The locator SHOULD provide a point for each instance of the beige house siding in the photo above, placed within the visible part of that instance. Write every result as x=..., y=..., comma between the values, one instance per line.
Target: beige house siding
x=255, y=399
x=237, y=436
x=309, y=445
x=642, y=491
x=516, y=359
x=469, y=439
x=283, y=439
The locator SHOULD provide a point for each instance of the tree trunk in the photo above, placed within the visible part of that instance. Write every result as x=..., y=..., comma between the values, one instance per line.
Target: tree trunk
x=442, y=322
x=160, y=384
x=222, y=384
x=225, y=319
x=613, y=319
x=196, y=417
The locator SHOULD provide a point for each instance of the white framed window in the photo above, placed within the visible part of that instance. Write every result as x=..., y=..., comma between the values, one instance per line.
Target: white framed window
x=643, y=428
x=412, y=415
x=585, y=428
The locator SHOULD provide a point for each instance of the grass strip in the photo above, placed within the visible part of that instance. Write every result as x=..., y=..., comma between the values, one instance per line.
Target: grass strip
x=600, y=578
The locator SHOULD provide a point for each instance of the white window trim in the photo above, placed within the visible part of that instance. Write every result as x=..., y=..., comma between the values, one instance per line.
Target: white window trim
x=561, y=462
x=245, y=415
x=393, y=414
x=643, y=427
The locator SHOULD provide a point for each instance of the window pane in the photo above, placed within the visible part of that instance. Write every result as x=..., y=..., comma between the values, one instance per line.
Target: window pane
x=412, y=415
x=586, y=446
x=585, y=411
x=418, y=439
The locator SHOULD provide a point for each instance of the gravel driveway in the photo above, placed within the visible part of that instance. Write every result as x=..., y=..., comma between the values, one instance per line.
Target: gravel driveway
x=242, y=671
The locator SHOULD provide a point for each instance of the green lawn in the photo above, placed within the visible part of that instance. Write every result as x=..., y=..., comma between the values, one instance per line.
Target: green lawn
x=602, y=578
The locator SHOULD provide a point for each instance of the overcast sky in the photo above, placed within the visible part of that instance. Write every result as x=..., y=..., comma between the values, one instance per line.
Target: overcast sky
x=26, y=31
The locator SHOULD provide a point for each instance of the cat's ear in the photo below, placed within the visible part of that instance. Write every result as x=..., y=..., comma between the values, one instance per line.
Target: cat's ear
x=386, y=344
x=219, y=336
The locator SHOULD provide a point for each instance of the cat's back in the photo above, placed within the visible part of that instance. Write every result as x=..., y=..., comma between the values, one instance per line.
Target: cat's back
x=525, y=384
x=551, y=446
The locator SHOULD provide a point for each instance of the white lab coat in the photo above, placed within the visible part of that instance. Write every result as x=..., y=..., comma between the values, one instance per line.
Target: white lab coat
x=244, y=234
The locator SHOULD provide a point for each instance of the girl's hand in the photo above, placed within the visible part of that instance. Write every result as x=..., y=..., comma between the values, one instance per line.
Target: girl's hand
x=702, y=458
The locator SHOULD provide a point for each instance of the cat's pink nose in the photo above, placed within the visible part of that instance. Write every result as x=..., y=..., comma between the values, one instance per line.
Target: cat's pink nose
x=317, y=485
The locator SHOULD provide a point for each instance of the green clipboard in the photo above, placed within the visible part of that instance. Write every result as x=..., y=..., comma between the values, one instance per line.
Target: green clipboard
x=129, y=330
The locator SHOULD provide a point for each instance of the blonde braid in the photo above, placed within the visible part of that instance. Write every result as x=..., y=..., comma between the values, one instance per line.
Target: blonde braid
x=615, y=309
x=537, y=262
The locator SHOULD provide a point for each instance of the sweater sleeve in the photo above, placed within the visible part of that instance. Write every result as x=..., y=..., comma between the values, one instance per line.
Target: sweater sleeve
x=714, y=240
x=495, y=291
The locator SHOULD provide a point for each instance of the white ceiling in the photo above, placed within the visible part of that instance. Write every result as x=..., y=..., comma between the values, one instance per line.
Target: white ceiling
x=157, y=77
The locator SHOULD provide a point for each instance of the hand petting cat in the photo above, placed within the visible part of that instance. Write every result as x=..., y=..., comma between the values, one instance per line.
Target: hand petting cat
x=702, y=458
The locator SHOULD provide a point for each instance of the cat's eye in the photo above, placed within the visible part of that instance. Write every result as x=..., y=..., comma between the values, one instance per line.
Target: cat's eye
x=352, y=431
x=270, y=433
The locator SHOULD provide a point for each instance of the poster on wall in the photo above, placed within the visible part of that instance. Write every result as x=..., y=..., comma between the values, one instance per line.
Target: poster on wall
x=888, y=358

◆ ◆ ◆ ◆ ◆

EXERCISE
The whole of the material above needs to be copied exactly.

PROBLEM SOLUTION
The locator SHOULD provide a point for each instance of the beige house siding in the photo above, placed within the visible part of that instance. Write every result as x=..., y=..., comma between the values, one instance per line.
Target: beige house siding
x=255, y=399
x=237, y=436
x=309, y=445
x=642, y=491
x=516, y=359
x=469, y=439
x=283, y=439
The locator SHOULD provide a point for each instance of the tree trunk in the photo above, placed within the visible part of that instance. Write every result as x=..., y=..., comma between the values, one instance per line.
Target: tree trunk
x=442, y=322
x=160, y=384
x=222, y=384
x=225, y=319
x=613, y=319
x=196, y=417
The locator SHOULD provide a point for each instance of the white framed window in the photo above, placed within the visible part of that instance. Write every result as x=..., y=..., comma between the values, one instance per line.
Target: white framed window
x=643, y=428
x=412, y=415
x=585, y=428
The locator SHOULD provide a point for each instance of the grass strip in the photo above, placed within the visible part of that instance. Write every result as x=..., y=..., comma between the values, one instance per line.
Target: grass strip
x=600, y=578
The locator SHOULD provide a point for each instance of the white window trim in the photo above, placed within the visible part of that instance. Write every result as x=..., y=..., comma between the values, one instance per line.
Target: white window trim
x=561, y=462
x=245, y=415
x=393, y=414
x=643, y=427
The locator SHOULD provide a point for each instance of the window pane in the photo above, placed within the visible part of that instance. Write every result as x=..., y=..., comma between the values, one instance per line.
Target: window pane
x=412, y=415
x=586, y=446
x=585, y=411
x=418, y=439
The locator SHOULD provide a point for each instance of the gravel driveway in the photo above, placed within the visible part of that instance. Write every result as x=..., y=..., comma between the values, one instance per line.
Target: gravel driveway
x=242, y=671
The locator SHOULD provide a point for each instance of the green lawn in the photo above, placed within the visible part of that instance. Write every result as x=..., y=..., comma between the values, one instance per line.
Target: green lawn
x=602, y=578
The locator SHOULD provide a point for each instance of the overcast sky in the photo above, placed within the visible part of that instance. Write every result as x=..., y=..., comma between the values, one instance per line.
Target: overcast sky
x=26, y=31
The locator SHOULD provide a point for each instance of the cat's ear in the photo below, placed within the visible part of that instance. Write every result as x=..., y=..., comma between the values, one instance per line.
Target: cat's ear
x=386, y=344
x=219, y=336
The locator SHOULD provide a point for each instance of the cat's back in the photo above, placed within the visible part of that instance. Write every result as x=..., y=..., comma between the values, one instance per line.
Target: cat's back
x=525, y=384
x=551, y=446
The locator SHOULD provide a point for each instance of the white lab coat in the photo above, placed within the visible part of that instance. Write every result as x=..., y=..., comma between the values, one instance per line.
Target: white lab coat
x=244, y=234
The locator SHOULD provide a point for each instance of the girl's hand in the photo above, placed within the visible part of that instance. Write every result as x=..., y=..., comma between the values, one instance per line.
Target: girl's hand
x=702, y=458
The locator SHOULD provide a point for each instance of the cat's pink nose in the photo above, placed within the visible part of that instance. Write every result as x=..., y=..., comma between the values, one instance per line.
Target: cat's pink nose
x=317, y=485
The locator SHOULD provide a point for each instance of the green clipboard in the photo above, placed within the visible part of that instance. Write every result as x=..., y=..., comma between the values, one instance per line.
Target: green clipboard
x=129, y=330
The locator SHOULD provide a point for each instance of the blonde braid in the photo above, placed within the visible part of that instance. Write every result as x=..., y=..., comma between the values, one instance per line.
Target: blonde braid
x=615, y=309
x=537, y=262
The locator SHOULD provide a point for each instance of the sweater sleeve in the photo above, placed within the visible part of that instance. Write every result as x=..., y=..., comma between the values, one instance per line.
Target: sweater sleeve
x=714, y=240
x=495, y=291
The locator SHOULD provide a point for each instance of the white ceiling in the photo above, placed within the visible part of that instance. Write every result as x=..., y=..., comma between the values, one instance per line.
Target: white ceiling
x=157, y=77
The locator SHOULD provide a point for each instance of the hand petting cat in the photo above, placed within the visible part of that instance. Write every result as x=..., y=..., comma between the values, one instance per line.
Target: hand petting cat
x=702, y=458
The locator SHOULD provide a point for each instance of the cat's eye in the photo above, placed within the visible part of that instance. Write every result as x=..., y=..., comma between the values, one instance per line.
Target: cat's eye
x=352, y=431
x=270, y=433
The locator SHOULD provide a point for each instance of the poster on wall in the photo above, placed within the visible part of that instance. Write every result as x=..., y=..., comma between the values, one instance per line.
Target: poster on wall
x=888, y=358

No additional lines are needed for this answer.